+++ Working data +++
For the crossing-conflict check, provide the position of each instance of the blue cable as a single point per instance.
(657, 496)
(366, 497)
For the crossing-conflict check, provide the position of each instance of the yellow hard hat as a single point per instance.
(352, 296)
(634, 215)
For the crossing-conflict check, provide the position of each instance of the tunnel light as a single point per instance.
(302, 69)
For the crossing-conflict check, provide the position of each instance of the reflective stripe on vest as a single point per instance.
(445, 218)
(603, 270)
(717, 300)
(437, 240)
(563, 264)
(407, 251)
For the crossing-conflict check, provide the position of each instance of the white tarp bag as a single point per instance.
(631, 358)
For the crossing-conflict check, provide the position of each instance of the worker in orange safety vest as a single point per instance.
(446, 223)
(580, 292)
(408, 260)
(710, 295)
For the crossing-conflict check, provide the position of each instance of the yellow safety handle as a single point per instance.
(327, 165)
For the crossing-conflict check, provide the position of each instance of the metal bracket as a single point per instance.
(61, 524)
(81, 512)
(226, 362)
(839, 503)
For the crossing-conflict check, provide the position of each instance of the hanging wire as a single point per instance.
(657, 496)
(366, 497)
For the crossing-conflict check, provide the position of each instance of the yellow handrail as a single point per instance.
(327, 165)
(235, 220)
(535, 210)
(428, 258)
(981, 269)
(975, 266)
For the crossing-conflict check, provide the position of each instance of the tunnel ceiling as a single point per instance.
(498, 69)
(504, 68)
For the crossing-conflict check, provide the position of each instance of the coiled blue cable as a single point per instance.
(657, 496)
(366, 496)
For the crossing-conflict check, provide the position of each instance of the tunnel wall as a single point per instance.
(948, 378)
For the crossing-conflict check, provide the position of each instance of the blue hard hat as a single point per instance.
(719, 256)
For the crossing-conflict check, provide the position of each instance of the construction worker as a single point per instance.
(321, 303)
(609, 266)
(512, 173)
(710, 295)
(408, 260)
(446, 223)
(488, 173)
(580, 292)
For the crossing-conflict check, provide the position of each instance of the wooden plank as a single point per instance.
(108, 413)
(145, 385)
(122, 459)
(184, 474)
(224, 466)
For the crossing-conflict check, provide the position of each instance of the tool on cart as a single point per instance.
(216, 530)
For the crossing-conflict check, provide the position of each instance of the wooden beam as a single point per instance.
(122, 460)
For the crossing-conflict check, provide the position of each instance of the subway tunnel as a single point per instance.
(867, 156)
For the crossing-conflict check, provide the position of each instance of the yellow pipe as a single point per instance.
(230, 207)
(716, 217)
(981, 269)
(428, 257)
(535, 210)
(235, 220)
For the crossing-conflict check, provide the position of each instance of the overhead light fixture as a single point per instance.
+++
- [Set problem]
Quote the whole listing above, leaving nothing out.

- [Result of this task]
For the crossing-conflict check, provide the position of each instance of the blue cable as a single point per instance.
(657, 496)
(366, 497)
For the crossing-conflict check, provide the position of each instance of the yellow hard hat as a single point per instance.
(352, 296)
(634, 215)
For the crossing-conflict check, provide the position of each instance of the tunnel light as a single point per instance.
(302, 69)
For the crossing-conflict check, provide the position of each instance of the reflective stripe on vest as a single point per instance.
(445, 218)
(603, 270)
(717, 300)
(437, 240)
(563, 264)
(407, 251)
For the crossing-conflict check, provide the position of each instance of the white tarp bag as a single point per instance.
(631, 358)
For the crossing-conflict check, provide the position of each instance of the worker in orange safety vest as a single point per instance.
(446, 223)
(580, 292)
(408, 260)
(710, 295)
For the crossing-conflict check, provide the position of each instance of the yellow safety handle as a single point per instance.
(327, 165)
For the crossing-conflict check, provide the position of each instance of the metal bracket as a single point per instance.
(61, 524)
(81, 512)
(226, 362)
(839, 503)
For the crossing-conflict check, provide the position of each instance of the hanging wire as a single point per instance.
(657, 496)
(366, 497)
For the crossing-conflict check, provide the position of each instance of the yellow handrail as a single point per instance.
(327, 165)
(235, 220)
(535, 210)
(428, 258)
(981, 269)
(975, 266)
For the crossing-conflict check, provide the position of each instance of the tunnel ceiling as a single point per instance.
(498, 69)
(504, 68)
For the crossing-conflict check, provide the position of each instance of the coiled blue cable as a single point per instance.
(657, 496)
(366, 496)
For the crossing-conflict check, provide the position of each instance of the tunnel wall as a single point per instance.
(948, 378)
For the crossing-conflict check, provide the position of each instance of the blue hard hat as a single point per instance.
(719, 256)
For the crossing-conflict check, provide the position of each instance of the construction worker as a single point per instance.
(321, 303)
(609, 266)
(512, 173)
(710, 295)
(408, 260)
(446, 223)
(488, 173)
(580, 292)
For the crossing-conflict check, provide the position of each instance of the wooden plank as a single point per instance.
(108, 413)
(145, 385)
(122, 459)
(184, 474)
(224, 466)
For the crossing-conflict check, provide the position of each instance of the tool on cart as a single point per instance.
(216, 530)
For the crossing-conflict check, provide the position of each instance of the wooden beam as a single point per instance.
(122, 460)
For the crossing-conflict check, provide the position of each instance of the subway tunnel as a single point per instance.
(867, 156)
For the crossing-conflict check, provide the position of each instance of the yellow pipe as a single point per instance.
(230, 207)
(716, 217)
(981, 269)
(428, 257)
(535, 210)
(235, 220)
For the crossing-conflict check, provide the position of each instance of the overhead light fixture as a single point per instance.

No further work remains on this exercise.